*AIM*.
Repeat the entries that follow verbatim, without any of their pictures.

(Source data)

^^^^^^^^^^^^^^^^

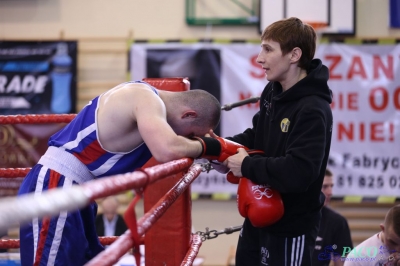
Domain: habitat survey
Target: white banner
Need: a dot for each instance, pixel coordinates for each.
(365, 152)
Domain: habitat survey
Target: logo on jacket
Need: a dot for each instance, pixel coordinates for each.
(267, 106)
(262, 190)
(285, 125)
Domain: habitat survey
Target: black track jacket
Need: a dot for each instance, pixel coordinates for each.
(294, 129)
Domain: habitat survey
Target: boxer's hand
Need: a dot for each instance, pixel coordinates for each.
(218, 148)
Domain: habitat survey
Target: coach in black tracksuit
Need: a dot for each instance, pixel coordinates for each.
(293, 127)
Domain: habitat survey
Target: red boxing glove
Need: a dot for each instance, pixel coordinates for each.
(260, 203)
(231, 178)
(218, 148)
(234, 179)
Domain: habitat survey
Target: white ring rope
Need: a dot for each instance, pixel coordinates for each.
(20, 210)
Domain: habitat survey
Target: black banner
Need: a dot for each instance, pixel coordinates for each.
(38, 77)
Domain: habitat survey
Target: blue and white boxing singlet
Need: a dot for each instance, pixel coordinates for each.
(74, 156)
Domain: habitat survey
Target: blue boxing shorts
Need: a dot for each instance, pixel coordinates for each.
(69, 238)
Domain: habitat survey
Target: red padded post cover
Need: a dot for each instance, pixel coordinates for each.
(168, 240)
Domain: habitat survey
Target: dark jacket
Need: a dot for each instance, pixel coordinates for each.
(294, 129)
(120, 226)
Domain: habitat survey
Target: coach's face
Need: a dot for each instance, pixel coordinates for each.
(275, 64)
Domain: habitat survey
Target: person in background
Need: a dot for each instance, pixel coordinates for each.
(381, 249)
(334, 233)
(110, 222)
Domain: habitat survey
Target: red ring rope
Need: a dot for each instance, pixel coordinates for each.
(193, 251)
(36, 119)
(122, 245)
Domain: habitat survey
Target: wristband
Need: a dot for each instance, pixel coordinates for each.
(210, 146)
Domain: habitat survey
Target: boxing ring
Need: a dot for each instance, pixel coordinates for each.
(165, 189)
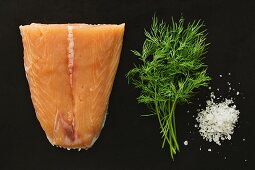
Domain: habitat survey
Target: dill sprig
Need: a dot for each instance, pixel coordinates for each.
(171, 68)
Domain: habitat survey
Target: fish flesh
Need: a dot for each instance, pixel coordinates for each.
(70, 70)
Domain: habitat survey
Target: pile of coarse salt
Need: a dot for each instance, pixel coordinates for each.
(218, 120)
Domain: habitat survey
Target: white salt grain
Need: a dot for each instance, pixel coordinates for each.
(218, 120)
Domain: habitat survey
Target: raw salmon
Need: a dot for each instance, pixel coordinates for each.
(70, 70)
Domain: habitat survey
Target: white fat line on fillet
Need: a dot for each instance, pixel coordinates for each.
(70, 51)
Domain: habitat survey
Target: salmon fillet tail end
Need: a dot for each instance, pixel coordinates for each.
(70, 70)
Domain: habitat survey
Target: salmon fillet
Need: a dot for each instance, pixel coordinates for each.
(70, 70)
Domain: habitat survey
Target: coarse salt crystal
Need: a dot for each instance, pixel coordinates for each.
(218, 120)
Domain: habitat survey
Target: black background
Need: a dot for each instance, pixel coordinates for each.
(129, 141)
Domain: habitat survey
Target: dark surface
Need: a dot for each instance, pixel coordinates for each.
(129, 141)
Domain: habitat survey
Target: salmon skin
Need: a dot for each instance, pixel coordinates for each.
(70, 70)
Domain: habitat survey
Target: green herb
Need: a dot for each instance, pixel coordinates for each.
(171, 68)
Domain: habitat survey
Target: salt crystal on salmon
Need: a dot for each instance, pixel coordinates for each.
(70, 70)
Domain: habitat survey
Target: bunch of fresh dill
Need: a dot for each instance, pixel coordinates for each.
(171, 68)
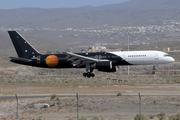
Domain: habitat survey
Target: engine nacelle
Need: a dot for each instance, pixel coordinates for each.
(105, 66)
(114, 69)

^^^^^^^^^^^^^^^^

*SOLUTION FOR THIS PROBLEM*.
Domain: habitat survey
Target: white banner
Need: a dot for each instance, pixel coordinates for each.
(365, 152)
Domain: habitat survey
Target: logo on jacket
Need: a dot for each instance, pixel coordinates for each.
(267, 106)
(262, 190)
(285, 125)
Domain: habitat survey
Target: black track jacket
Need: a dot for each instance, pixel coordinates for each.
(294, 129)
Domain: habitat survey
Target: boxer's hand
Need: a dot for each instance, pixel coordinates for each.
(218, 148)
Domain: habitat survey
Target: coach in black tracksuit
Need: a dot for each instance, pixel coordinates for each.
(293, 127)
Domain: habitat survey
Target: red boxing glove
Need: a dot for each instance, pixel coordinates for each.
(260, 203)
(231, 178)
(218, 148)
(234, 179)
Domain: habitat survey
Target: white ring rope
Need: a dot for each instance, pixel coordinates for each.
(20, 210)
Domain: habitat survey
Target: black banner
Need: a dot for each instance, pixel coordinates for each.
(38, 77)
Domain: habitat survey
Target: blue and white boxing singlet
Need: a dot for each instance, pixel coordinates for each.
(74, 156)
Domain: habitat survey
Target: blue boxing shorts
Need: a dot for each instance, pixel coordinates for each.
(69, 238)
Domain: habitat survey
Target: red padded post cover
Need: a dot for each instance, pixel coordinates for each.
(168, 240)
Domain: habitat survey
Target: dark jacket
Need: a dot for each instance, pixel coordinates for each.
(294, 129)
(120, 226)
Domain: habitat survey
Target: coach's face
Need: a dot for each instance, pixel coordinates for each.
(275, 64)
Domain: habitat survey
Target: person in background
Need: a dot for each instance, pixel coordinates for each.
(381, 249)
(334, 233)
(110, 222)
Domain: habitat survey
Target: red ring rope
Need: a dot for each instance, pixel coordinates for each.
(193, 251)
(36, 119)
(122, 245)
Domain: habitat survey
Target: wristband
Need: a dot for each instance, pixel coordinates for each.
(210, 146)
Domain: habitat survey
Target: boxing ring
Need: a dot for each instance, pixel coordinates for each.
(165, 189)
Domain: habitat survey
Target: dill sprig
Need: a dot for each instance, pixel coordinates for each.
(171, 68)
Domain: habitat survey
Target: fish flesh
Need: a dot for each instance, pixel coordinates for each.
(70, 70)
Domain: habitat survey
Target: pile of coarse salt
Need: a dot for each instance, pixel coordinates for each.
(218, 120)
Domain: habitat survey
Target: white salt grain
Need: a dot for each instance, pixel coordinates for each.
(218, 120)
Domain: habitat survey
Target: raw salmon
Need: a dot for each instance, pixel coordinates for each.
(70, 70)
Domain: habitat survey
Target: white fat line on fillet
Need: a dot for each instance, pixel coordinates for each.
(70, 51)
Domain: habitat survey
Target: salmon fillet tail end
Need: a dot for each instance, pixel coordinates for each.
(70, 70)
Domain: habitat survey
Target: salmon fillet
Need: a dot for each instance, pixel coordinates for each.
(70, 70)
Domain: habitat survey
Target: coarse salt crystal
Need: a dot for each instance, pixel coordinates for each.
(218, 120)
Domain: habitat survey
Target: black background
Need: a dot for each instance, pixel coordinates for each.
(129, 141)
Domain: habitat survey
Target: dark surface
Need: a dot for each instance, pixel coordinates for each.
(129, 141)
Domain: habitat survey
Target: salmon skin
Need: a dot for each instance, pixel coordinates for each.
(70, 70)
Domain: habitat survey
Target: green herb
Need: a dot for each instance, pixel coordinates for each.
(171, 68)
Domain: habitat survey
Target: salt crystal on salmon
Need: a dot for each instance, pixel coordinates for each.
(70, 70)
Domain: habitat survey
Target: bunch of fresh dill
Need: a dot for each instance, pixel coordinates for each.
(171, 68)
Domain: habitat survey
Target: engine nacelle
Need: a dot for each instance, pixel coordinates for each.
(105, 66)
(114, 69)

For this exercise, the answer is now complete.